▸ THE TASK: Copy every item below word for word, from the first to the last.

▸ DATA SUPPLIED:
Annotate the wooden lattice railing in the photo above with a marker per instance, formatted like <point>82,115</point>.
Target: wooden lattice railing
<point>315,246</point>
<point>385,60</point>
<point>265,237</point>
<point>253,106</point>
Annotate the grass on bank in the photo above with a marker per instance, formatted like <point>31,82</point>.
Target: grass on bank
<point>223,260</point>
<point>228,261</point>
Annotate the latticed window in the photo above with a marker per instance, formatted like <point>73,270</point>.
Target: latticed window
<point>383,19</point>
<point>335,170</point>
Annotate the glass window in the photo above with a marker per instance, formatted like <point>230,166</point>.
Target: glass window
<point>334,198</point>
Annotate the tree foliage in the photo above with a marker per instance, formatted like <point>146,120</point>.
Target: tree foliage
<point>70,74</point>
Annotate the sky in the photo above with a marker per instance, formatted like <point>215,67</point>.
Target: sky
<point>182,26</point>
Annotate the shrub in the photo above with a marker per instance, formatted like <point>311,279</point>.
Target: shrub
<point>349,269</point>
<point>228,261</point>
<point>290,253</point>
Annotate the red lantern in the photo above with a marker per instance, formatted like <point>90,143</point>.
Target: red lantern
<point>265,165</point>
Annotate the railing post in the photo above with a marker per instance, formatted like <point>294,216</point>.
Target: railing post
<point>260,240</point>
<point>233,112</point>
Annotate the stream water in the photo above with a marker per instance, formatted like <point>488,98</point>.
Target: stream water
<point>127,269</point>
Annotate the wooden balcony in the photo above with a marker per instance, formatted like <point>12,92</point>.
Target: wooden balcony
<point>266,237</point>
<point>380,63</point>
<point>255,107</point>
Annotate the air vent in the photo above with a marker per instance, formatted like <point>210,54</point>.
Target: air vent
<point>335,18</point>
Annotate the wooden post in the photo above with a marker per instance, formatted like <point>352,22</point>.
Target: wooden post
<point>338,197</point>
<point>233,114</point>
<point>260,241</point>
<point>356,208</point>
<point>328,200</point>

▸ OUTPUT BELOW:
Annotate the wooden lattice railing in the photo above with a marker per instance, formatted like <point>82,115</point>.
Target: wooden lattice railing
<point>315,246</point>
<point>385,60</point>
<point>265,237</point>
<point>253,106</point>
Annotate the grass on bank in the photo above with a marker per instance, formatted like <point>31,82</point>.
Target: grass on bank
<point>223,260</point>
<point>228,261</point>
Annotate the latticed window in the photo above with a marker per instance, formatted like <point>73,270</point>.
Target: latticed window
<point>383,19</point>
<point>335,170</point>
Annotate the glass window in the photo above with a marker per instance, formatted like <point>230,166</point>.
Target: glass window
<point>334,198</point>
Annotate the tree foliage in the photo above with a marker per instance, formatted like <point>146,120</point>.
Target: tree foliage
<point>70,74</point>
Annotate the sky in the photo above with a marker per instance, formatted like <point>215,67</point>.
Target: sky
<point>182,26</point>
Annotate the shrub in the photo above with a marker per instance, formatted like <point>311,279</point>.
Target: shrub
<point>349,269</point>
<point>228,261</point>
<point>290,253</point>
Annotate the red lantern in the photo above with a marker per instance, formatted like <point>90,143</point>.
Target: red lantern
<point>265,165</point>
Annotate the railing post in the photo above with a marker per instance, formatted like <point>294,216</point>.
Target: railing post
<point>260,240</point>
<point>233,112</point>
Annotate the stream water in the photo above with a marker per instance, formatted like <point>488,98</point>.
Target: stream water
<point>127,269</point>
Annotate the wooden balcony in the photo above with a marker per instance, formatted like <point>12,92</point>.
Target: wooden balcony
<point>266,237</point>
<point>380,63</point>
<point>255,107</point>
Annotate the air vent in the photo above with a marker per instance, formatted like <point>210,54</point>.
Target: air vent
<point>335,18</point>
Annotate the wooden post in the photo above with a marker per instance, formatted like <point>352,22</point>.
Target: wooden post
<point>338,197</point>
<point>233,114</point>
<point>260,241</point>
<point>356,208</point>
<point>328,200</point>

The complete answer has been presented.